VORLIEGENDER TEXT:
________________________

Neuartige Behandlungsmethoden – darauf müssen Sie achten

Der Arzt genießt grundsätzlich Therapiefreiheit, d. h. er kann zwischen mehreren gleich geeigneten Therapiemöglichkeiten wählen. Will Ihr Arzt jedoch eine neue Behandlungsmethode anwenden, unterliegt er gesteigerten Aufklärungspflichten gegenüber dem Patienten. Lesen Sie hier, worauf Sie bei neuartigen Behandlungsmethoden besonders achten sollten.

Seien Sie vorsichtig bei neuartigen Behandlungsmethoden

Anfang der 1990er-Jahre kam erstmals der sogenannte „Robodoc“ bei Operationen zum Einsatz. Es geht dabei um eine computerunterstützte Operationsmethode. Im Urteil vom 13.06.2006 hatte sich der BGH mit dieser Art von Operationen befassen müssen, weil es bei einer Patientin, die eine Hüftgelenksendprothese implantiert bekam, zu einer Nervschädigung gekommen war (Az: VI ZR 323/04).

________________________

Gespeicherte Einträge
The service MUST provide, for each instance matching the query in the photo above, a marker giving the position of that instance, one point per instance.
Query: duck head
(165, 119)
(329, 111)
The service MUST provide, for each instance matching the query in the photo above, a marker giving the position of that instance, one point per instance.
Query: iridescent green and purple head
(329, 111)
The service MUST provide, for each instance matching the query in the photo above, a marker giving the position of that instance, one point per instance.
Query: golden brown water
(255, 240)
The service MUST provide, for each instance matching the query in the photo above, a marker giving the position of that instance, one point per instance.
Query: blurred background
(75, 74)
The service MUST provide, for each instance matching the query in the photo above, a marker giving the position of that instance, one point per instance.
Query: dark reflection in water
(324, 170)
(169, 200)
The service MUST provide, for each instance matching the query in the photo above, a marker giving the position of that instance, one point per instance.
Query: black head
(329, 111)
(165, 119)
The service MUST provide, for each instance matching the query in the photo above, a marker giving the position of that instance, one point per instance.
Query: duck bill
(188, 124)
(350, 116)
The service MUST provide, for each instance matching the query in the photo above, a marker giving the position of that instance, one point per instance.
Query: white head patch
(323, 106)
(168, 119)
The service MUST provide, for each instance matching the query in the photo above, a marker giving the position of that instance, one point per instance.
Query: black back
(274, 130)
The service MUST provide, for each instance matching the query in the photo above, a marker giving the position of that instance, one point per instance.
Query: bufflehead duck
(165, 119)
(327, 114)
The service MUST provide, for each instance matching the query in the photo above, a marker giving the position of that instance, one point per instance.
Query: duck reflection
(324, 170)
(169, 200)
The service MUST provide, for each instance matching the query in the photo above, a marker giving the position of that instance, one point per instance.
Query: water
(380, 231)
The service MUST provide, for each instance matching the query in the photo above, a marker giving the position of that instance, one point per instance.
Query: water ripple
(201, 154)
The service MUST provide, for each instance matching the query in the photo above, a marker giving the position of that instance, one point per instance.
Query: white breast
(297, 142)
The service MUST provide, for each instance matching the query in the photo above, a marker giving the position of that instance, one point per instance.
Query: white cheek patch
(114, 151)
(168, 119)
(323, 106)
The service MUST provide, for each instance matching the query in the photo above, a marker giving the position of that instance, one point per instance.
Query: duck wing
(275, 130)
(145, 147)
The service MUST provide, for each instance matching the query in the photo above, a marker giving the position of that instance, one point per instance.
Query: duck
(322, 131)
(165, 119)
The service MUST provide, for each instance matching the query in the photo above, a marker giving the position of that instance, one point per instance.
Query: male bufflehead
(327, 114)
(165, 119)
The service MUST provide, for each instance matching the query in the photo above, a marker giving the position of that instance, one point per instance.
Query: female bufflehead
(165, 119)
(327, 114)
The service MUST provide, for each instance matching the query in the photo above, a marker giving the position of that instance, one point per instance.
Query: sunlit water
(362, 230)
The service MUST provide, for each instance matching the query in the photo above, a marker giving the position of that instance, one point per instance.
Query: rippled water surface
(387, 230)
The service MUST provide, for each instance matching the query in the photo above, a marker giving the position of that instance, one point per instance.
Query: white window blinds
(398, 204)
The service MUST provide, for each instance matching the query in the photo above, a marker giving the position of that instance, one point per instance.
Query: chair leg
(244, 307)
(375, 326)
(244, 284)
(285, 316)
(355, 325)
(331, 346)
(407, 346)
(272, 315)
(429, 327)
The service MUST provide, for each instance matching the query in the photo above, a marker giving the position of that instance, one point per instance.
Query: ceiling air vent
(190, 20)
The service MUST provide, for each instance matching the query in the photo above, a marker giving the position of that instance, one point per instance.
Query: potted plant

________________________

AUFGABE 1:
Wann wurde der „Robodoc“ laut dem Text über neuartige Behandlungsmethoden erstmals bei Operationen eingesetzt?
AUFGABE 2:
Fassen Sie den Text über neuartige Behandlungsmethoden in zwei Sätzen zusammen.
AUFGABE 3:
Führen Sie den Text über neuartige Behandlungsmethoden nach seinem letzten Satz fort.

AUSGABE 1:
Anfang der 1990er-Jahre.

AUSGABE 2:
Ein Arzt darf zwischen mehreren gleich geeigneten Therapien frei wählen, muss den Patienten bei einer neuen Behandlungsmethode aber besonders gründlich aufklären. Der Text schildert außerdem den seit Anfang der 1990er-Jahre genutzten „Robodoc“, eine computerunterstützte Operationsmethode, mit der sich der BGH im Urteil vom 13.06.2006 befasste, nachdem es bei einer Patientin mit Hüftgelenksendprothese zu einer Nervschädigung gekommen war.

AUSGABE 3:
Der Sachverständige hatte im Berufungsverfahren ausgeführt, es gebe bei dieser damals noch neuen Operationsmethode eine höhere Komplikationsrate hinsichtlich von Nervschädigungen im Vergleich zur manuellen Implantation. Der Bundesgerichtshof kam zu dem Ergebnis, dass bei einer neuartigen Operationsmethode besondere Aufklärungspflichten für Ärzte bestehen. 

Bestehen Sie auf einer umfassenden Risikoaufklärung

Im Allgemeinen gilt der Grundsatz, dass der Arzt den Patienten über die Therapie und die Risiken „im Großen und Ganzen“ aufklären muss. Wenn Sie als Patient keine konkreten Fragen stellen, muss der Arzt von sich aus nicht über völlig außergewöhnliche oder gar noch unbekannte Risiken aufklären. Aus diesem Grunde rate ich Patienten immer dazu, sich selbst umfassend vor einer Operation über mögliche Komplikationen zu informieren und dem Arzt gegebenenfalls konkrete Fragen zu stellen.

Ist eine Operationsmethode jedoch neuartig, so muss der Arzt den Patienten auch darauf hinweisen, dass es noch nicht bekannte Komplikationen geben könnte. Der Grund hierfür liegt darin, dass der Patient nur dann rechtswirksam in eine Operation einwilligen kann, wenn er eine auf der Basis ausreichender Informationen autonome Entscheidung treffen kann.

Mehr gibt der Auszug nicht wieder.